■ SET OF TASKS:
- 1) In the article on how copyright law applies to data and scientific papers, what does copyright law not protect?
- 2) Write the next part of the article on how copyright law applies to data and scientific papers, picking up after its final sentence.

■ QUOTED TEXT:
## start
How Copyright Law Applies to Data and Scientific Papers

by | May 9, 2019 | Intellectual Property, Media, Multimedia

Copyright law does not protect ideas, procedures, processes, systems or methods of operation. So, how does this apply to data and scientific papers?

Using someone’s published paper or table describing data and results may be copyright infringement. Many have the misconception that if they use the paper or data solely for research and provide attribution, that is fair use and not infringement. This is simply incorrect.

This short, animated clip, illustrates an example of this point. One cannot take charts from published reports and incorporate them into your own materials. Doing so in a commercial setting is not considered fair use. Fair use is not a right to use, but rather a defense to a charge of infringement. There are four factors that are generally used to determine fair use, including whether the use is commercial in nature or for nonprofit educational purposes, the nature of the copyrighted work, the amount and substantiality of the portion of the work in relation to the copyrighted work and the effect of the use on the market for the copyrighted work.

What to Know About Copyright

A copyright is a form of protection provided to authors of original works fixed in a tangible medium. There are many types of works that can be protected, including scientific papers, technical drawings and designs of structures. Also eligible for protection are derivative works and compilations. Derivative works are works substantially based on one or more pre-existing copyrighted works, while compilations are collections or assemblies of pre-existing data or materials that are selected, coordinated and arranged. To use the underlying work and avoid infringement when preparing a derivative work or compilation, you must first gain permission.
## end
■ COLLECTED MATERIAL:
## start
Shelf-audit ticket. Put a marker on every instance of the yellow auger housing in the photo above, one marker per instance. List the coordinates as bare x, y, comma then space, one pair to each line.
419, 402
## end
■ RESPONSES BY TASK:
- 1) Ideas, procedures, processes, systems or methods of operation.

- 2)
Rights of the Copyright Owner

The copyright owner has several main rights. These include the right to reproduce the copyrighted work, the right to prepare derivative works, distribute the works, perform the work publicly and to display the work. Without permission of the copyright owner, using a copyrighted work may result in a finding of infringement.

So, before using someone’s publication, whether in whole or in part, consider whether the work is copyrighted and whether you have the rights or permission to use the work. Without such rights or permission, you may be liable for copyright infringement.

For more information about our Intellectual Property practice or if you have any questions about your company’s IP, contact Helen Odar Wolstoncroft, Esq. via email how@saxtonstump.com at or call 717.556.1042.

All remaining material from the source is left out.